- _ABOUT THIS TASK_:
Return exactly these lines and no others: the one containing "of the green" and all that follow it to the end of the listing below.

- _EXERCISE INPUTS_:

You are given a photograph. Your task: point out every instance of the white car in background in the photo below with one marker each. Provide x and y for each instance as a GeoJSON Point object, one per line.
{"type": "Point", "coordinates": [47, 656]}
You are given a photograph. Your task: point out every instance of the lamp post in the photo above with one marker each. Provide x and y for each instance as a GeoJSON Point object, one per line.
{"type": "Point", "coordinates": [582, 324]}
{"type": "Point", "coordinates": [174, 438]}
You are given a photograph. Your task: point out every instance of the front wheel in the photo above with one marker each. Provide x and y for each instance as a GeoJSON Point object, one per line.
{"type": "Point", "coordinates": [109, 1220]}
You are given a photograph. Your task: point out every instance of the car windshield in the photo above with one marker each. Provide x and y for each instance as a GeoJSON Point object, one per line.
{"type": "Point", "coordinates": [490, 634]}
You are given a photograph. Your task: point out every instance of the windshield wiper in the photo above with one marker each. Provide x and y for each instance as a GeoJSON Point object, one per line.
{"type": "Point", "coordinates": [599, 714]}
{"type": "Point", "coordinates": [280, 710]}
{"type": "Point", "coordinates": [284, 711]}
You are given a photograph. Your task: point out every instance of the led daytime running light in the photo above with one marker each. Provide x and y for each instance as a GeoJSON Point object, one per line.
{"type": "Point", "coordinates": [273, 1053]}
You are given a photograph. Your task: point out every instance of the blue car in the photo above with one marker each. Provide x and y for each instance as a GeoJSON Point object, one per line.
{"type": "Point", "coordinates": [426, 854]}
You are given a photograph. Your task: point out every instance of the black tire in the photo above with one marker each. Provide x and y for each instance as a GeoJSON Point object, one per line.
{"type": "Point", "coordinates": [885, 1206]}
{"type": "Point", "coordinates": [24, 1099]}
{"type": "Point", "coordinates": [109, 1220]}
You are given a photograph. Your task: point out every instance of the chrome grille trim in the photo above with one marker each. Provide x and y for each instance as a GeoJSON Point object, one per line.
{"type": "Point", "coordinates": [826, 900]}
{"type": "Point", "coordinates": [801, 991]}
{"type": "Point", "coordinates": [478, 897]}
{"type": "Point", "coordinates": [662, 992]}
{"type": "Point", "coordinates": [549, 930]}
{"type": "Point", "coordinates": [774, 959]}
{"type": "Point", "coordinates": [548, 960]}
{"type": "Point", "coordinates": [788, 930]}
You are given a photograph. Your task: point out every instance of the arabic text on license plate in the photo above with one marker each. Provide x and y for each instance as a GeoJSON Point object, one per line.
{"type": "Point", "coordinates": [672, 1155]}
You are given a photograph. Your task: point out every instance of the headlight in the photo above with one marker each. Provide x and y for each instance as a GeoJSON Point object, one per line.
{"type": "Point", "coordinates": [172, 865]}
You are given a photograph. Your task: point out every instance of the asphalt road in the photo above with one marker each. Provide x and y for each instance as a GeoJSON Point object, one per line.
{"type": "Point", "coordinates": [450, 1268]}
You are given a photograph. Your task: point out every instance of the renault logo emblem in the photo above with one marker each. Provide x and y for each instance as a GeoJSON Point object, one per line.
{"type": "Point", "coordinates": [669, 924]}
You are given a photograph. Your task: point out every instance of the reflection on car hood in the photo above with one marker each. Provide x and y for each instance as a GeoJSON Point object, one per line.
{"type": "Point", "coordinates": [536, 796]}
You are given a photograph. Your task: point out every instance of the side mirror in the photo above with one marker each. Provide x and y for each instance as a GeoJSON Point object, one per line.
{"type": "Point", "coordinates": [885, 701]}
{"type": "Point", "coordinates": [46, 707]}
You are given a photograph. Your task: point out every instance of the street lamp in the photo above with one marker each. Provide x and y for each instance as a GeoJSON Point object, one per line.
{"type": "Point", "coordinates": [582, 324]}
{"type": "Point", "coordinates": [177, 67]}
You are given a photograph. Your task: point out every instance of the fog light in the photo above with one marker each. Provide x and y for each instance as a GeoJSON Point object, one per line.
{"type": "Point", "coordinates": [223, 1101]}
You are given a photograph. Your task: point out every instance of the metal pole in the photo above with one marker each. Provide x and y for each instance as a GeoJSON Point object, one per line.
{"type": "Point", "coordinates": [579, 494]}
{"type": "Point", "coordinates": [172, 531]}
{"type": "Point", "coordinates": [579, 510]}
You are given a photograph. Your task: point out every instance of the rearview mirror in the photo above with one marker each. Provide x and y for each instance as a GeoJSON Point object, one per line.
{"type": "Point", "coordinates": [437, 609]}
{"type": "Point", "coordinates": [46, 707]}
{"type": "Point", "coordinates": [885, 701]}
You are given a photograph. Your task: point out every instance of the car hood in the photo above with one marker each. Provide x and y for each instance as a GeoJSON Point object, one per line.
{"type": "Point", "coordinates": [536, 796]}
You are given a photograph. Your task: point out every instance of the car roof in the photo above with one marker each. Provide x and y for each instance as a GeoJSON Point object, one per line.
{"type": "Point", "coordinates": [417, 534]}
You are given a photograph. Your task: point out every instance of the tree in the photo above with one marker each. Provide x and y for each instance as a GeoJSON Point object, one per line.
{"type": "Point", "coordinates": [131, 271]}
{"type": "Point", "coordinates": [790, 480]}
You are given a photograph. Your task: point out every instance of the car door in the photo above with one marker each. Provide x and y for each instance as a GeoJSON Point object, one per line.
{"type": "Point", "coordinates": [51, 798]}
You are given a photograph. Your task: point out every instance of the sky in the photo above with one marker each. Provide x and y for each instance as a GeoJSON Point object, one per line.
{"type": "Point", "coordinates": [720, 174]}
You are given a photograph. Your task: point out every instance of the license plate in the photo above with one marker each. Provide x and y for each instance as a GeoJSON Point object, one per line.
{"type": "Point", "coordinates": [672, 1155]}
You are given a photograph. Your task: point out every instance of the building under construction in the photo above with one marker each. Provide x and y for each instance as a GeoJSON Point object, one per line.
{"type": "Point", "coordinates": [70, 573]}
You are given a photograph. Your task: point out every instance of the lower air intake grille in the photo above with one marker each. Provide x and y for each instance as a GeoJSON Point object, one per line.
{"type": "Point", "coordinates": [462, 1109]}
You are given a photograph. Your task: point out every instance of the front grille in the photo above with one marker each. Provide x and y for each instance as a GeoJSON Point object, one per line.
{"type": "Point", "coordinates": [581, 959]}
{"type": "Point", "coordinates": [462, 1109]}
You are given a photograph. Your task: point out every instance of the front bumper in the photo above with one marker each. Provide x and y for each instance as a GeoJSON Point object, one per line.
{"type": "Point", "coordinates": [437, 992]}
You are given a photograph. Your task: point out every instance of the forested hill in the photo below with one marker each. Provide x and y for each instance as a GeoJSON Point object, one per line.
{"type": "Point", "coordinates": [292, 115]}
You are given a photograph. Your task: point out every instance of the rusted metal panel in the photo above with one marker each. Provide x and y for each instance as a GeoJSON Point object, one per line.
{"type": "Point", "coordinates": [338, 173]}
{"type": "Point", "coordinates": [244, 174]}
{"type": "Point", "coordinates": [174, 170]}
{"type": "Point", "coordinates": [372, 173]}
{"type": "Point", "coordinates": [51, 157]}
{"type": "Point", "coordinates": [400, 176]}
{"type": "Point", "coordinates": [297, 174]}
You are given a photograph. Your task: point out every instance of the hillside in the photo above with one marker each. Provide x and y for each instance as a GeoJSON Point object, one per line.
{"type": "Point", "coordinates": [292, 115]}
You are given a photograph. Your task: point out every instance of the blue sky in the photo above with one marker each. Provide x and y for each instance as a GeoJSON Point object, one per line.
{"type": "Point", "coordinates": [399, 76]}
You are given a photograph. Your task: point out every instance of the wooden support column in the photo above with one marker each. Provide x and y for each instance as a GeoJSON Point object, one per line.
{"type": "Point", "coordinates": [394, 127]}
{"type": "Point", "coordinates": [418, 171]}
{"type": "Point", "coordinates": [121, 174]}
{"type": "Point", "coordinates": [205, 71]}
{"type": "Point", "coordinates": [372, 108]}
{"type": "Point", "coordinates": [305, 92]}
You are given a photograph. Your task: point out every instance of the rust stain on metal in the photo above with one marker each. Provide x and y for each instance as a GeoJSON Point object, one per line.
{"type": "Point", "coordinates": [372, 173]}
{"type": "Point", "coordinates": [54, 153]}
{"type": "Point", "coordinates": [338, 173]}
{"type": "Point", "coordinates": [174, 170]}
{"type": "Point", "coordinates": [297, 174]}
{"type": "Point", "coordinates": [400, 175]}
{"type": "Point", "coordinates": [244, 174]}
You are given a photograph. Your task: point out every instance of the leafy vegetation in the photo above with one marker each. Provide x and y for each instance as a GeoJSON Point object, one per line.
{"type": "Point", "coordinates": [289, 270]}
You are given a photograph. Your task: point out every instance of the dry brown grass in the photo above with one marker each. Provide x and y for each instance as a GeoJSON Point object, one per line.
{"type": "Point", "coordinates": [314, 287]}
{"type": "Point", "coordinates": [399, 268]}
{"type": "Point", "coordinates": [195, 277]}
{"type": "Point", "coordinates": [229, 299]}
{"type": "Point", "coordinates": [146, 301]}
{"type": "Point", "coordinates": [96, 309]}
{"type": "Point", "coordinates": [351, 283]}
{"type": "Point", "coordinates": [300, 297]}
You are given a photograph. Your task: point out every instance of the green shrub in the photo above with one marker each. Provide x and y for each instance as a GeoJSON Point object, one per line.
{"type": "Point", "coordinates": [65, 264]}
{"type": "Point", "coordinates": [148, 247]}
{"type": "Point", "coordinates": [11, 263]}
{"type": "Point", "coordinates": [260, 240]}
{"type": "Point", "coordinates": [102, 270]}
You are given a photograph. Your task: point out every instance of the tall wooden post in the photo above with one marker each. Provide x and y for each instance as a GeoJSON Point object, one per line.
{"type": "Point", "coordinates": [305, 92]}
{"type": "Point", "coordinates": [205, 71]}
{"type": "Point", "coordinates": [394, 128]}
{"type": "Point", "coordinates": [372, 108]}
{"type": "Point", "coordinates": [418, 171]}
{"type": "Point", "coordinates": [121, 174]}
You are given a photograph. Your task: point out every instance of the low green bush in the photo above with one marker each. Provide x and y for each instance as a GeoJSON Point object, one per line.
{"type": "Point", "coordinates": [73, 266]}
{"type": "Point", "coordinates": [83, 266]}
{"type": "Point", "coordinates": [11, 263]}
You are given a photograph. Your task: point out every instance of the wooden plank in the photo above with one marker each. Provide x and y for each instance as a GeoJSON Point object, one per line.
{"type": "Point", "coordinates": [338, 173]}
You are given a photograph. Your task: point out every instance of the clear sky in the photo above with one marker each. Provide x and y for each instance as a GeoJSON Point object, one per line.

- _ANSWER BELOW_:
You are given a photograph. Your task: point out every instance of the green shrub in the photo above with one marker each. Provide x and y for each instance as a GeoJSON Point object, one per line.
{"type": "Point", "coordinates": [65, 264]}
{"type": "Point", "coordinates": [148, 247]}
{"type": "Point", "coordinates": [11, 263]}
{"type": "Point", "coordinates": [260, 240]}
{"type": "Point", "coordinates": [102, 270]}
You are given a photograph. Your task: point out every instance of the tall wooden post in the photo above with one marker each. Provide x and y for each instance as a GeoJSON Point object, one per line.
{"type": "Point", "coordinates": [305, 92]}
{"type": "Point", "coordinates": [205, 71]}
{"type": "Point", "coordinates": [394, 128]}
{"type": "Point", "coordinates": [372, 108]}
{"type": "Point", "coordinates": [418, 171]}
{"type": "Point", "coordinates": [121, 174]}
You are given a photograph. Your task: point out every instance of the low green bush in the photo above with one marker each. Provide x and y for each instance as a GeoJSON Point object, one per line.
{"type": "Point", "coordinates": [73, 266]}
{"type": "Point", "coordinates": [83, 266]}
{"type": "Point", "coordinates": [11, 263]}
You are given a photograph. Your task: point out every instance of the wooden plank in the photo above with one marker each. Provide x and y for each instance as a GeoJSON Point object, one per line.
{"type": "Point", "coordinates": [338, 173]}
You are given a photograph. Your task: point out every instance of the clear sky in the photo above with one marker each. Provide x and y for each instance as a GeoJSON Point object, one per line.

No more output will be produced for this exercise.